• **SELECTED EXTRACT**

XQuery saves hacker's life while shopping for bedding
A couple of days ago I was confronted with an unpleasant discovery in bed, which once again has made me acutely aware of the frailty of life. Specifically, I was looking at a glaring hole in my soon to be a decade old bed sheets.
“How annoying!” I thought, being presented with a very tangible physical problem, which cannot be immediately solved with an elegant one-liner shell script… Oh, wait! In this day and age IKEA must assuredly have an online shop, so I could just pick a new set of linen and get it shipped to my doorstep.
Moreover, in spite of an overwhelming multitude of products available for purchase, one can apply a simple set of criteria, which would invariably lead to an optimal solution to this otherwise NP-hard problem:
-
Assuming that the price is still any indicator of quality in our post-modern world, products should be sorted by price, descending
-
Products should be filtered by type and grouped by family, allowing for colour and design variations to be easily assessed
-
Designs featuring variegated colouring of any kind or anathematic striping patterns should be immediately discarded from consideration
The rest should purely amount to map buy $ take 2 products
.
Sure enough, however, this quickly turned out to be one of those brilliant plans that are notoriously easier to verbalise than execute.

• **SUPPLIED ENTRIES**
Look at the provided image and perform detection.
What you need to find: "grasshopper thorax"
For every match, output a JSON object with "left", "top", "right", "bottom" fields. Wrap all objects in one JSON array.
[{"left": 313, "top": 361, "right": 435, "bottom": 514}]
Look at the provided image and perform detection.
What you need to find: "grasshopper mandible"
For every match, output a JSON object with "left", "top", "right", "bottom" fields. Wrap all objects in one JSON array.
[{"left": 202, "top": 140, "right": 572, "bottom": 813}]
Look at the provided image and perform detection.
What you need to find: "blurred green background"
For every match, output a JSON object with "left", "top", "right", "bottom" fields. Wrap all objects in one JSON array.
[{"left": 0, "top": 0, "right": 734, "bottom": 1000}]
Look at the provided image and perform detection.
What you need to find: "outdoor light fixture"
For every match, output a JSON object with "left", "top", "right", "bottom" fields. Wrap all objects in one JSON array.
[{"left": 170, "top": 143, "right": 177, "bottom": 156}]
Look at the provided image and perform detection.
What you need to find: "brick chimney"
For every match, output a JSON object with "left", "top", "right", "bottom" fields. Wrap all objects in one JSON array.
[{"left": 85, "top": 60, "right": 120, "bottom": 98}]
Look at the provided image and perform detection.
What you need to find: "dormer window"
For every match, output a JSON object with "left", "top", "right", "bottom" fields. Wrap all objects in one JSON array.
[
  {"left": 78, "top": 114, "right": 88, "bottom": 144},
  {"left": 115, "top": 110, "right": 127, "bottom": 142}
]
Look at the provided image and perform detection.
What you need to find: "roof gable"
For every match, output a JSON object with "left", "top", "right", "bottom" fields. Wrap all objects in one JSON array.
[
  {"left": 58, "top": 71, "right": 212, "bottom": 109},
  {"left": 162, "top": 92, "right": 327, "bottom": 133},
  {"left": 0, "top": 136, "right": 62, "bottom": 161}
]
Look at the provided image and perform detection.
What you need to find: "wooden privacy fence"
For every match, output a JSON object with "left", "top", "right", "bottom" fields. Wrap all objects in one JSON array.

• **EXERCISE INSTRUCTIONS**
A. In the post about shopping for bedding, in what order should products be sorted by price?
B. Summarize the post about shopping for bedding in two sentences.
C. Write the next part of the post about shopping for bedding, picking up after its final sentence.

• **RESPONSES BY TASK**
A. In descending order.

B. After finding a hole in bed sheets that were nearly ten years old, the writer decided to buy new linen from IKEA's online shop. The writer set out criteria for choosing, including sorting by price in descending order, filtering by type and grouping by family, and discarding variegated or striped designs, but the plan turned out to be easier to state than to carry out.

C.
An enterprising adventurer who chances to look for sheets on the IKEA website is immediately confronted with the lack of basic hygiene facilities like sorting by price, not even speaking of filtering by type. The products are displayed in a seemingly random order, which precludes any organised attempts to make sense of what design variations are available for a particular type.
Fortunately, no amount of corporate cargo-agile website-building idiocy can dissuade a determined hacker on the verge of perdition from buying new bedding. Some way out just has to be out there, has it not?
They must certainly have an API, which can be queried to obtain a list of products, so that one can hack up a JMESPath expression and be done with it, right? Wrong! They do have one indeed, but it is one of those special dangerous street APIs returning pre-rendered HTML snippets, which you are supposed to shove up your DOM.
Here is the kind of sodomy that one would typically have to deal with:
<div class="product-compact"
data-ref-id="10357259"
data-price="11.99"
data-currency="EUR"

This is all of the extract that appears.